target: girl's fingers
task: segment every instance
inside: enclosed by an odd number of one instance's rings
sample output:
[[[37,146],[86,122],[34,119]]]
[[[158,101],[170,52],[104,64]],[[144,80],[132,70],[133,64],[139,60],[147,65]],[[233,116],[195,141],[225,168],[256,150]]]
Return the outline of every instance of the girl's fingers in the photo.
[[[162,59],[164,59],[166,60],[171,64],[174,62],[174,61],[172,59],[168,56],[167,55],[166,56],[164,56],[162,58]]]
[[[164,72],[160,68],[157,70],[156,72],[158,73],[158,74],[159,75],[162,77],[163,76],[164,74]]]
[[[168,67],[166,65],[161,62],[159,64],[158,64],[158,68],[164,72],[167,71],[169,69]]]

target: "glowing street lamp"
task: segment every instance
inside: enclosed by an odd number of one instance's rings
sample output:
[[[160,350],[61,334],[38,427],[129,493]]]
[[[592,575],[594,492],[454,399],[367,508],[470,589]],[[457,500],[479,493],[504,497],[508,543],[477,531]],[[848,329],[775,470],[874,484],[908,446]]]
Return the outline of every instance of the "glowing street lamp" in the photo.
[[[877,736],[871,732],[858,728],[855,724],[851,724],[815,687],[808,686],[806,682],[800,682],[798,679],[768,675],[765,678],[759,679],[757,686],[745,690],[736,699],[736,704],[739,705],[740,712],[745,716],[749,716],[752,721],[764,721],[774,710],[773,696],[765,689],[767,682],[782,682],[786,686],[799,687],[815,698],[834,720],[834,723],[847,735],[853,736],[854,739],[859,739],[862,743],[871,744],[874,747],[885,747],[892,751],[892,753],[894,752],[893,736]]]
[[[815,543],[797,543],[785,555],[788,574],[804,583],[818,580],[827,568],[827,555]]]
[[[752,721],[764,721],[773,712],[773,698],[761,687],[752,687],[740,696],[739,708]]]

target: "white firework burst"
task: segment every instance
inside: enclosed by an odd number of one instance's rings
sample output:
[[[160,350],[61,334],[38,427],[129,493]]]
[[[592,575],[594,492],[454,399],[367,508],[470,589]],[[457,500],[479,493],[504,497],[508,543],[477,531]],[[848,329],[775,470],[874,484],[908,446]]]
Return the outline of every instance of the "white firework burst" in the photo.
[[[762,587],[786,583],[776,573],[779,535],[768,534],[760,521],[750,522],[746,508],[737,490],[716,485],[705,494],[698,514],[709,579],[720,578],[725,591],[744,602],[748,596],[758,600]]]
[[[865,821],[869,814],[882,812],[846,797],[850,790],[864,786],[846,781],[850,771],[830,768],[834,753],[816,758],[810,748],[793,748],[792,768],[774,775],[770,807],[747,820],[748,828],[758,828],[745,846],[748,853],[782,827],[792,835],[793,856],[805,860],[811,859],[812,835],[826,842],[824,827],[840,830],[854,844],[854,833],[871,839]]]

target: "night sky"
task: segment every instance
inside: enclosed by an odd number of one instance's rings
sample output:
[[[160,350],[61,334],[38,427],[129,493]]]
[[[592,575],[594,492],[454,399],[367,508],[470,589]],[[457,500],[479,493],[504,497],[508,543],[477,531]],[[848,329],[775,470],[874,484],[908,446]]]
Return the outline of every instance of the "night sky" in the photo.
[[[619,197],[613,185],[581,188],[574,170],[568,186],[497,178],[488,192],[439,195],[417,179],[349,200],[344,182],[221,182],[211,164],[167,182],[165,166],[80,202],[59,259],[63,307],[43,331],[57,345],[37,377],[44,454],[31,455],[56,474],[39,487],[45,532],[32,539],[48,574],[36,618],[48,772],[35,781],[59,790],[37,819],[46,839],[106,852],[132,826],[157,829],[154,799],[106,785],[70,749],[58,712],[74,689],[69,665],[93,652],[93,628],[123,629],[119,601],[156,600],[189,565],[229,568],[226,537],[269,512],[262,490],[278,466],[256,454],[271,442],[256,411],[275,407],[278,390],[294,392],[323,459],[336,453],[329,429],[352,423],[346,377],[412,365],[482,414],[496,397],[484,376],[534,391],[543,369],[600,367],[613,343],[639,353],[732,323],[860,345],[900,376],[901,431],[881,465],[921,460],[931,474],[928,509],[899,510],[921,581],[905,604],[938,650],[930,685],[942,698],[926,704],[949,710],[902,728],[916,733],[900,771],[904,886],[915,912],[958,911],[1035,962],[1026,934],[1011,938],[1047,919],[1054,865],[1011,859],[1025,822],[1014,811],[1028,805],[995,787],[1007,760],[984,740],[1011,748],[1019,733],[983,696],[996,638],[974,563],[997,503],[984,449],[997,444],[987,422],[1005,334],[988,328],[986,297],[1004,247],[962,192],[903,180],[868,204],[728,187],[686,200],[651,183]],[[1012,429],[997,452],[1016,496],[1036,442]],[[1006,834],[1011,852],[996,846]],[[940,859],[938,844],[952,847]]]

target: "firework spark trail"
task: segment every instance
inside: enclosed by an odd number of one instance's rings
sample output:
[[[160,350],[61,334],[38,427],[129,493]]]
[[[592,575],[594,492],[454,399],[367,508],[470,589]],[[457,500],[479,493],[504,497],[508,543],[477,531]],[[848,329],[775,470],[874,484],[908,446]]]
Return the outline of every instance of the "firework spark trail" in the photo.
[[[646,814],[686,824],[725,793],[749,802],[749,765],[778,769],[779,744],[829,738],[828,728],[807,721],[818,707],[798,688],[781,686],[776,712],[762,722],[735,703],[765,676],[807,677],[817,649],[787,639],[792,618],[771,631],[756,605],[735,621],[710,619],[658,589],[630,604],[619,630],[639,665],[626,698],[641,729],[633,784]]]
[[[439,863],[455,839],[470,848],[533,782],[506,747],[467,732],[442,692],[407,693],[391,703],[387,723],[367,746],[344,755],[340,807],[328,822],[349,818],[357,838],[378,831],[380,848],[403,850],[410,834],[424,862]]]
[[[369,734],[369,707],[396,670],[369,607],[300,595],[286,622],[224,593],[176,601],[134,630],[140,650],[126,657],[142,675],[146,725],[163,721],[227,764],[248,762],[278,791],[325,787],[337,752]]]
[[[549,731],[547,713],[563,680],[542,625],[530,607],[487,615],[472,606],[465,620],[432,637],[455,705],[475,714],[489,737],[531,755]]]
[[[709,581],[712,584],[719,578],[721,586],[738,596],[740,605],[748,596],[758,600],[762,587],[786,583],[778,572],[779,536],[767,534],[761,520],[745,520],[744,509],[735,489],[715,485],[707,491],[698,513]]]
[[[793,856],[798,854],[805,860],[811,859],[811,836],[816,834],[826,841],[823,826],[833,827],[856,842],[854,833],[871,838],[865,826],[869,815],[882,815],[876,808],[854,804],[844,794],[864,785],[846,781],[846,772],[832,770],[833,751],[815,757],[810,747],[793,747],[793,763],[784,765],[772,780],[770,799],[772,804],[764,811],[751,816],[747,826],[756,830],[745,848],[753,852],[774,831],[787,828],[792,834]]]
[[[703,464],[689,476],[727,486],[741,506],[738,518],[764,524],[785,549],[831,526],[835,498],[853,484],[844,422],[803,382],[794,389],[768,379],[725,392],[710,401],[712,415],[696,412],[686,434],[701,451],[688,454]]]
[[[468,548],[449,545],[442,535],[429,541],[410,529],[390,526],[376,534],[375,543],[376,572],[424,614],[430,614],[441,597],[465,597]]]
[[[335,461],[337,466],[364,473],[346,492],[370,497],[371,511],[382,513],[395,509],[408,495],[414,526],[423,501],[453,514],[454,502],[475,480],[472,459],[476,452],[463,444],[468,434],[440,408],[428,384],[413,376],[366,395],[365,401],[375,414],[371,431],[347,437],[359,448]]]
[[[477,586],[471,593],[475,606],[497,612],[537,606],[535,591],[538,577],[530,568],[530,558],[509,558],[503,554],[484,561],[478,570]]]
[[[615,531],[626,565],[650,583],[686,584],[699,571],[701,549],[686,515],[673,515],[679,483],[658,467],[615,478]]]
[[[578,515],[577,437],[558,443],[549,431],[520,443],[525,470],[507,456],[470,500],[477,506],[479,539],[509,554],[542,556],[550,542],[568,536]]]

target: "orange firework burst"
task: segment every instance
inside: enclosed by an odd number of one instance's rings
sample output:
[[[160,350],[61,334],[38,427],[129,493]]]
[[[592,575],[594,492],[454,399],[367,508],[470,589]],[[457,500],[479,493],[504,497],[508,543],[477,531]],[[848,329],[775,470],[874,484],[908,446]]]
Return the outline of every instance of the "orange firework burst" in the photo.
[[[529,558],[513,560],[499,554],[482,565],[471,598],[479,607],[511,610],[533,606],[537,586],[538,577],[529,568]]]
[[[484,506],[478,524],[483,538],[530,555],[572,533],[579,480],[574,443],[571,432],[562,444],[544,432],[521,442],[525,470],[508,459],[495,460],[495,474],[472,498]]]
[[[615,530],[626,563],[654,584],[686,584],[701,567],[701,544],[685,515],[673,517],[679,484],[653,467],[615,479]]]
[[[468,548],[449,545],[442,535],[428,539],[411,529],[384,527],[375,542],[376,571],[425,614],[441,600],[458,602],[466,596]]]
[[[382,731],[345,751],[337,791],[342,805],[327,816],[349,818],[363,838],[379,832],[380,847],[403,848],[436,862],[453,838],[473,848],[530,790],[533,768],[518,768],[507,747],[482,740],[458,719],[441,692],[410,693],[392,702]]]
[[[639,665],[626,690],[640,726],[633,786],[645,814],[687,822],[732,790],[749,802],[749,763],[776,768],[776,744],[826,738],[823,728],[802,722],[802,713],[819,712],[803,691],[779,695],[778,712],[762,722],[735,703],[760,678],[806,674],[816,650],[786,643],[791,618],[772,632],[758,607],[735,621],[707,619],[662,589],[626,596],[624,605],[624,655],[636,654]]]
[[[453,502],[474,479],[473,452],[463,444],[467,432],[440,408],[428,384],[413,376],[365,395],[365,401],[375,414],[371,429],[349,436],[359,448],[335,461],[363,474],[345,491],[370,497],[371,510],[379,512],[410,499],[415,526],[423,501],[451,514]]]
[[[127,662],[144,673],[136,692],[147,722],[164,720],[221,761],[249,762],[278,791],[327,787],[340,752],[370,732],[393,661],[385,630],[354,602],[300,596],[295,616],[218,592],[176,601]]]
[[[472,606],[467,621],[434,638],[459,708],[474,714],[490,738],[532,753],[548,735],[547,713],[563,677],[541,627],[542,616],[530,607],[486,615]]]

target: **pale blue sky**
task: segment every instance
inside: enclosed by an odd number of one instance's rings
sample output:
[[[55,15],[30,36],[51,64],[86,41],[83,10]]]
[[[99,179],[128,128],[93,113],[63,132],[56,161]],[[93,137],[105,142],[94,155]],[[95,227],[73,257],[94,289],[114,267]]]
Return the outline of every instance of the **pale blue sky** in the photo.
==============================
**PROBLEM STATEMENT:** Rewrite the part of the records that runs from their first line through the line containing "Return the outline of every instance of the girl's", putting "thumbs" in place of "fingers" and leaving everything else as it is.

**COMPLETE RESPONSE:**
target: girl's thumbs
task: segment every instance
inside: enclosed by an odd number of one instance's rings
sample output:
[[[37,146],[86,122],[34,119]]]
[[[158,101],[170,52],[104,64]],[[144,80],[132,70],[133,64],[139,60],[147,65]],[[233,116],[195,141],[225,168],[256,150]]]
Return the outline of every instance of the girl's thumbs in the photo.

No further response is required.